What to do → Render all of the material below as a Markdown table with the columns Row and Line, giving each nonblank line its own numbered row. Leave the pictures out.

Working data →
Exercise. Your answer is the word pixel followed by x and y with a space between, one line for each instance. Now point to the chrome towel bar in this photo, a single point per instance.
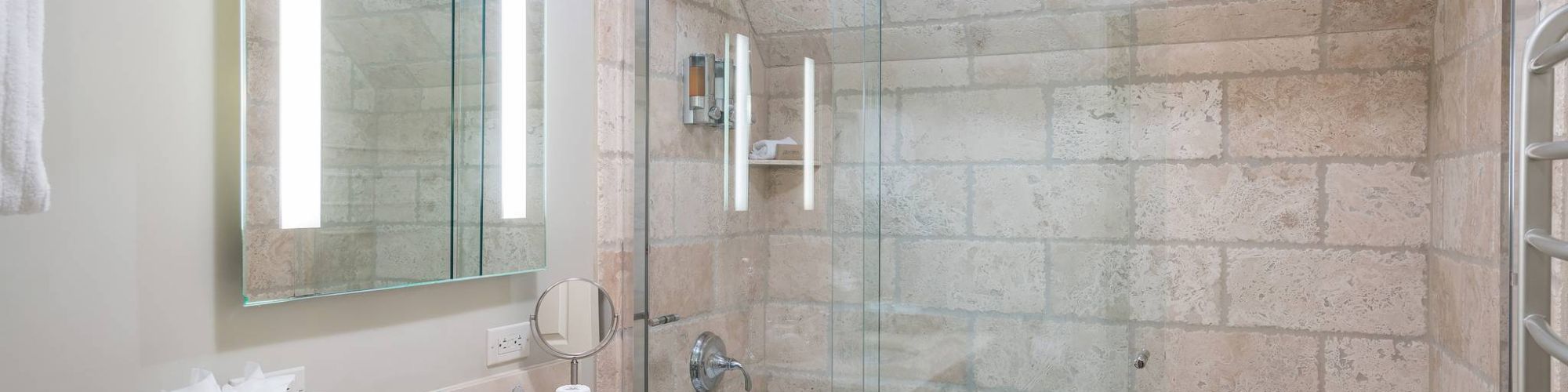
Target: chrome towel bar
pixel 1544 336
pixel 1533 150
pixel 1548 151
pixel 1547 244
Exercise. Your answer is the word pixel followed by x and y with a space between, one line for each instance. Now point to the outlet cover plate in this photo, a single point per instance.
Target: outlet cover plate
pixel 506 344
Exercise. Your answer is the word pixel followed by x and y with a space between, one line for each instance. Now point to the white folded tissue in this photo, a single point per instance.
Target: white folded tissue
pixel 769 150
pixel 255 382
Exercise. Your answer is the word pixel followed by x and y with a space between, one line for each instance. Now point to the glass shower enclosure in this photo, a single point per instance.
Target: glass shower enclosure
pixel 1072 195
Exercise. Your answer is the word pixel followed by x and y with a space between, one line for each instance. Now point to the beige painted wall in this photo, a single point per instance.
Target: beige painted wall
pixel 136 274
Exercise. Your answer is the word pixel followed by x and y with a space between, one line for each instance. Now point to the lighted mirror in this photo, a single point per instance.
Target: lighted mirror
pixel 391 143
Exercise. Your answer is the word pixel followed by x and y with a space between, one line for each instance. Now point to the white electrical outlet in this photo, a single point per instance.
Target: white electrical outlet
pixel 506 344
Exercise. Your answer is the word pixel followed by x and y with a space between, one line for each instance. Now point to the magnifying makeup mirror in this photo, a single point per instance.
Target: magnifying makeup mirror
pixel 575 319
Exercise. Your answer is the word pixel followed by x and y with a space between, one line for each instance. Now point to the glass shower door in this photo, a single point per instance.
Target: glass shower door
pixel 774 253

Solution →
| Row | Line |
|---|---|
| 1 | Exercise. Your answer is the word pixel followed by x and y with a space between, one line for each instance. Now point to the chrome towel bar in this photo, a single point per instance. |
| 2 | Target: chrome towel bar |
| 3 | pixel 1544 336 |
| 4 | pixel 1533 150 |
| 5 | pixel 1548 151 |
| 6 | pixel 1547 244 |
| 7 | Exercise. Your answer is the word pixel followed by x and y with a space between, one line for each instance. Now point to the outlet cover plate in this photo, a single point per instance. |
| 8 | Target: outlet cover plate |
| 9 | pixel 506 344 |
| 10 | Exercise. Your answer is the word pixel followed by x and y with a space between, one line for each instance. Now point to the white folded tissue in this photo, a single point per instance. |
| 11 | Target: white folded tissue |
| 12 | pixel 769 150 |
| 13 | pixel 255 382 |
| 14 | Exercise. Your answer is the word pixel followed by x and y with a space between, one line for each instance. Now point to the glass shower enclosure in this photo, a single point per instance. |
| 15 | Target: glass shower enclosure |
| 16 | pixel 1072 195 |
| 17 | Exercise. Your answer is the word pixel followed by x and y with a space between, one line for each instance. Now point to the beige painted wall in this photo, a single point per instance. |
| 18 | Target: beige painted wall |
| 19 | pixel 136 274 |
| 20 | Exercise. Your answer is the word pixel followed by x and y with a space between, one line for each instance. Now point to the lighted mirror in this photo, a single point per instance. |
| 21 | Target: lighted mirror |
| 22 | pixel 391 143 |
| 23 | Exercise. Your answer is the word pixel followed by x and y with a space between, one line for each instance. Now point to the white electrical outlet in this photo, a single point per instance. |
| 24 | Target: white electrical outlet |
| 25 | pixel 506 344 |
| 26 | Exercise. Your answer is the word pixel followed by x and y with a space between, one line for each instance. Now point to the magnifying makeup mirror in this photo, a single point per instance. |
| 27 | Target: magnifying makeup mirror |
| 28 | pixel 575 319 |
| 29 | Exercise. Your answer is the word pixel followed by x and y with a space between, one line for each instance. Now point to the glass shower door in this photo, a single point per instance. |
| 30 | Target: glass shower door |
| 31 | pixel 774 253 |